• _WORK REQUIRED_:
Please repeat the listing from the line containing "Where can the photographer" through the end, renaming "hiking boot" to "trail shoe" and leaving everything else unchanged.

• _EXERCISE MATERIALS_:
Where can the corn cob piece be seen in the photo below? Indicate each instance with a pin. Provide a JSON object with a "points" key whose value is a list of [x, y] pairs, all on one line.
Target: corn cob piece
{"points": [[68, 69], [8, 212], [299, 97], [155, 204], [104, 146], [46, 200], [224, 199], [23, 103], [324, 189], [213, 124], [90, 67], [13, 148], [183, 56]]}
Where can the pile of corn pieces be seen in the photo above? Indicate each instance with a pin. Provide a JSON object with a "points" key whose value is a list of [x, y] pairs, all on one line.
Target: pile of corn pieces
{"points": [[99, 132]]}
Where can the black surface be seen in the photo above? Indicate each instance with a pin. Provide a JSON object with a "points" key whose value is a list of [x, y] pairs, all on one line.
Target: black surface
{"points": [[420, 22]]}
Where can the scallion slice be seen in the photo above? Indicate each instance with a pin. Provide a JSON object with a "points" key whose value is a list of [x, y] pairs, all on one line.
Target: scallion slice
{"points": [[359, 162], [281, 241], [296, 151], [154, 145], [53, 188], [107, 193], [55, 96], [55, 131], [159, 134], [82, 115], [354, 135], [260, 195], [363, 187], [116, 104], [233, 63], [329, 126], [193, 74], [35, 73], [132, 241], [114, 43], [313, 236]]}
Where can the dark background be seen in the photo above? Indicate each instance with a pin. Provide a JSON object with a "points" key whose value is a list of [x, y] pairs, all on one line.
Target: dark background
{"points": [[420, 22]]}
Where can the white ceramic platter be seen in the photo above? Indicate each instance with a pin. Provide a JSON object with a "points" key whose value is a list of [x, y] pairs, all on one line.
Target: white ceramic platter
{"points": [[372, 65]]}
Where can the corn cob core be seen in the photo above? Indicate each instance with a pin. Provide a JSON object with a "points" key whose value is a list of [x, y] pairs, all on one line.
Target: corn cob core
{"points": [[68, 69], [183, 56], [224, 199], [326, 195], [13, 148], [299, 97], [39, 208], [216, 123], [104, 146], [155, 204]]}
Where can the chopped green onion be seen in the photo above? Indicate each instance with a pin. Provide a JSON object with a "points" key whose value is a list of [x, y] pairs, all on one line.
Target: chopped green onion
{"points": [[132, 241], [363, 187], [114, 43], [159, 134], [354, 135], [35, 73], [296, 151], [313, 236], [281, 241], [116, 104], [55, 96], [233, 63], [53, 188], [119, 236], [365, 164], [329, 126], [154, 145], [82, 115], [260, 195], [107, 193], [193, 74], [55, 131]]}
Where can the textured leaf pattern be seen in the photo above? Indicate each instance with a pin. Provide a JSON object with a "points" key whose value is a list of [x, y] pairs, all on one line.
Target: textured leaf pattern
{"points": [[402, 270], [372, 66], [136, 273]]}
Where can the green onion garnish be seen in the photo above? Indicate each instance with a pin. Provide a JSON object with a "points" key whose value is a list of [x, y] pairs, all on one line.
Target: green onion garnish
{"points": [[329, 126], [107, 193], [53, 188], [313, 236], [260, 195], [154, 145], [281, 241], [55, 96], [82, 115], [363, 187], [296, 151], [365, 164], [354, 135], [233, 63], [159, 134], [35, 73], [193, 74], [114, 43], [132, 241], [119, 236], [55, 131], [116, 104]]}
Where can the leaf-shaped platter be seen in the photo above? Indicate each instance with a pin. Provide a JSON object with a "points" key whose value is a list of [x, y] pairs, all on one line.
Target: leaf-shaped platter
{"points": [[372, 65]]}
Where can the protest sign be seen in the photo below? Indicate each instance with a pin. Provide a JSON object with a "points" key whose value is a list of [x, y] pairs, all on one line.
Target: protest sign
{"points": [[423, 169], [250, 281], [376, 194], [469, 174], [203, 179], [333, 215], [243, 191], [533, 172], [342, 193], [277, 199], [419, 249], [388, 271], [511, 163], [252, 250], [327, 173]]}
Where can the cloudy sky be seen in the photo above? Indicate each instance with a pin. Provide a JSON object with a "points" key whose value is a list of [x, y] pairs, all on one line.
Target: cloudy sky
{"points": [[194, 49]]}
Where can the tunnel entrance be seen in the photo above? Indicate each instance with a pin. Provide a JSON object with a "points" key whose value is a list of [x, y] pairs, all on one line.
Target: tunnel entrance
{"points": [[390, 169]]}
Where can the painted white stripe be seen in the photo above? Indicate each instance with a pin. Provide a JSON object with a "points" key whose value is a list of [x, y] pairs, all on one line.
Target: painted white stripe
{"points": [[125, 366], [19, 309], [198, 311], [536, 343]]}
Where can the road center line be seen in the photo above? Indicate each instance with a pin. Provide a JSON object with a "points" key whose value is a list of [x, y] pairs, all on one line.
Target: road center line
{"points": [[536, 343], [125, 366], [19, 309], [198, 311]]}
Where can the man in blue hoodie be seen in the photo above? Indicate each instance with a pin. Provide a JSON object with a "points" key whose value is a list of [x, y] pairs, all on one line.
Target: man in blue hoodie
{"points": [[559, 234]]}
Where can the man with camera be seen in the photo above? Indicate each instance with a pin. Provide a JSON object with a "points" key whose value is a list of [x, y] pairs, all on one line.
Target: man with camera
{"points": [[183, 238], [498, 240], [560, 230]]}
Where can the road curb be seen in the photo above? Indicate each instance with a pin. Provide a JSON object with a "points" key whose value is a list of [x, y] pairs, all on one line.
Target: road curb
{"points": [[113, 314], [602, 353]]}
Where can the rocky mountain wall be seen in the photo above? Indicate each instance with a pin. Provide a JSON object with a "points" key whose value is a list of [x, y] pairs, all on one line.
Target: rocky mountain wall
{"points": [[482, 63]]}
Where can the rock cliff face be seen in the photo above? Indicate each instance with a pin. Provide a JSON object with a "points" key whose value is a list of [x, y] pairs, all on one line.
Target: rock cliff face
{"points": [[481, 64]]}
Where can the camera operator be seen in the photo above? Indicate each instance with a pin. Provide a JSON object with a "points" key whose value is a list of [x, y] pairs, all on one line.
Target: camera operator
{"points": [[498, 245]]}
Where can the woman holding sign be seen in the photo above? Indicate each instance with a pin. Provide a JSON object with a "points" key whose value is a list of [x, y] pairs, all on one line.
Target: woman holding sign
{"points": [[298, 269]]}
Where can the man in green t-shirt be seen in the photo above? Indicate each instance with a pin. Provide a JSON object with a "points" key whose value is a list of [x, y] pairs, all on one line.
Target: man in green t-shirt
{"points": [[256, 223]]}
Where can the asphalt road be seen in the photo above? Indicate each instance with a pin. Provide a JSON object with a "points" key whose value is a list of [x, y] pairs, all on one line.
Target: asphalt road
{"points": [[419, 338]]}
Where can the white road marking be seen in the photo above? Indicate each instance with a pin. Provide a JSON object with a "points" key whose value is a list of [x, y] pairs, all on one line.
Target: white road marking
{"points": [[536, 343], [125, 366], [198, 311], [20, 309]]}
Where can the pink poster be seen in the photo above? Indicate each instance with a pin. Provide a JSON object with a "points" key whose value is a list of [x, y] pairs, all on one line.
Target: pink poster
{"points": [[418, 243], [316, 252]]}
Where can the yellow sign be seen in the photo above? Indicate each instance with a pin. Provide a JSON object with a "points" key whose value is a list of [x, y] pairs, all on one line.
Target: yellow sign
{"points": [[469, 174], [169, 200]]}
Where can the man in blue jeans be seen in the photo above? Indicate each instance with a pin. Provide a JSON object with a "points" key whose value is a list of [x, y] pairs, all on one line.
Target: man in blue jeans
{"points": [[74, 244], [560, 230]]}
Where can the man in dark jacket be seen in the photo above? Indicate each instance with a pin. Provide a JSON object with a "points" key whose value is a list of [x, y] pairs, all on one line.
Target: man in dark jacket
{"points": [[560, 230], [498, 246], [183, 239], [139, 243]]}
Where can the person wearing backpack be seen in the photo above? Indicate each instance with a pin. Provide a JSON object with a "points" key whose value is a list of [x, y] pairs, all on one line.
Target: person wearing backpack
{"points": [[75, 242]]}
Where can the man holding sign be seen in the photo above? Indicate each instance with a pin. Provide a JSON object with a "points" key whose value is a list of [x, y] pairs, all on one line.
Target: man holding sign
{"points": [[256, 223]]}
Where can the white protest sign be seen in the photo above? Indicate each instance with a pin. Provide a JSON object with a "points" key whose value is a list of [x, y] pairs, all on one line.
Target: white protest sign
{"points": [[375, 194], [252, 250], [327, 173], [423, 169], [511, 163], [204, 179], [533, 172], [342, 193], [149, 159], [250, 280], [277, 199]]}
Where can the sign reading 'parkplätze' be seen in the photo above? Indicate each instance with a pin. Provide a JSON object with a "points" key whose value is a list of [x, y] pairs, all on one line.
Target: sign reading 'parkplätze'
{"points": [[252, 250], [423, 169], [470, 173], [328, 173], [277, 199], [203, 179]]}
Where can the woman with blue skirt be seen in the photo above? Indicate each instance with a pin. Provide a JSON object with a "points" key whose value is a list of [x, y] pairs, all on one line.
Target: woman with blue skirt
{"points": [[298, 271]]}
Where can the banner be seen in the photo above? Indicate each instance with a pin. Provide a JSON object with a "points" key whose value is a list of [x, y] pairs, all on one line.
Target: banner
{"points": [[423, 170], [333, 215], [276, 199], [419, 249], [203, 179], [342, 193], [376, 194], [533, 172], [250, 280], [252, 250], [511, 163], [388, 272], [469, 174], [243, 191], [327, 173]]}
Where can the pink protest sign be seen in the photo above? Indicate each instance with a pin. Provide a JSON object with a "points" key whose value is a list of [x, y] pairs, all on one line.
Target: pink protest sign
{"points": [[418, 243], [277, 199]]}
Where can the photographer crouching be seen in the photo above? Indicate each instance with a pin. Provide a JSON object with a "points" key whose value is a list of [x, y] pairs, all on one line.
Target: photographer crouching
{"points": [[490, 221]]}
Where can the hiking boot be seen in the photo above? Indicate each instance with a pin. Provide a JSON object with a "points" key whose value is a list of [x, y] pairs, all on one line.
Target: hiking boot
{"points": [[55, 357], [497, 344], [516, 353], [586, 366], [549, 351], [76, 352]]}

• _RESPONSE_:
Where can the photographer crouching be seen in the photo above? Indicate each instance with a pin. Provide a JSON object with a "points" key whose value is a list of [x, y] pairs, all on one line.
Target: photographer crouching
{"points": [[490, 221]]}
Where can the trail shoe be seen in the photo above? Indicate each instance with a pin. Provide a JSON object with a "points" key whose value is a list of [x, y] pairs, all on one line.
Target: trail shoe
{"points": [[55, 357], [497, 344], [516, 353], [586, 366], [549, 351], [76, 352]]}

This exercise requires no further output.